• **WHAT NEEDS TO BE DONE**
Your response must be made up of each line in the data below that contains the string "above".

• **GIVEN DATA**
-- Opening Marker --
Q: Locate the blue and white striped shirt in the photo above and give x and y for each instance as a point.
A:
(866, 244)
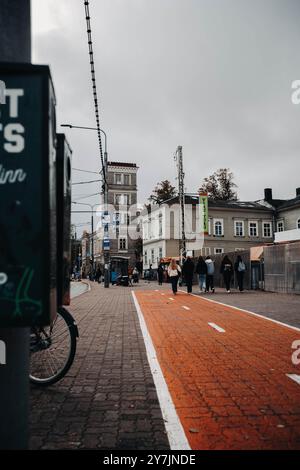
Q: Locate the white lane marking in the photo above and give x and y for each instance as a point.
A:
(248, 311)
(294, 377)
(216, 327)
(174, 429)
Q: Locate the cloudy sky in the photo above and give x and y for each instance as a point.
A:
(211, 75)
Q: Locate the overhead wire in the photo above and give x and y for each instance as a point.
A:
(94, 85)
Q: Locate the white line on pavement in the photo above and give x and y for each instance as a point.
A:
(294, 377)
(216, 327)
(247, 311)
(175, 432)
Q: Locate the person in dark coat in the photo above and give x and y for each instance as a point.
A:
(98, 274)
(160, 273)
(201, 270)
(188, 273)
(227, 271)
(240, 269)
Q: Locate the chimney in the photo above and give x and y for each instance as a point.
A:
(268, 194)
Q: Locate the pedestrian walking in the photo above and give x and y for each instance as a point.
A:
(227, 271)
(201, 271)
(240, 269)
(210, 274)
(188, 269)
(98, 275)
(174, 272)
(135, 275)
(160, 273)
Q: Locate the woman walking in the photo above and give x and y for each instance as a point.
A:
(160, 273)
(174, 271)
(240, 268)
(201, 270)
(227, 271)
(188, 273)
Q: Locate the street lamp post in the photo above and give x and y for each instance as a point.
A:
(92, 224)
(106, 225)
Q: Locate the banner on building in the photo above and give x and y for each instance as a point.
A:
(203, 205)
-- Closing Marker --
• **SOLVED EXERCISE**
Q: Locate the blue and white striped shirt in the photo above and give x and y for each instance as a point.
Q: Locate the white lane marking in the photo above and give x and y for each instance as a point.
Q: Locate the cloudy sky in the photo above and give x and y for each instance as a point.
Q: Locate the overhead wire in the photo above and give x and y for each instance as a point.
Q: Locate the white line on pavement in the photo above and give x and y for each instance as a point.
Q: Locate the person in dark coat in the photo above and give x and y for each instance as a point.
Q: Locate the chimney in the photo above and give x and y for each instance as a point.
Q: Locate the pedestrian walking in the photo above and give x and y for each instance as a point.
Q: Locate the woman walking in the photo above and give x and y for each instance as a point.
Q: Locate the street lamp post in the photo above and give x and y for each instance as a point.
Q: Locate the banner on building in the photo above and give x and y for each instance as a point.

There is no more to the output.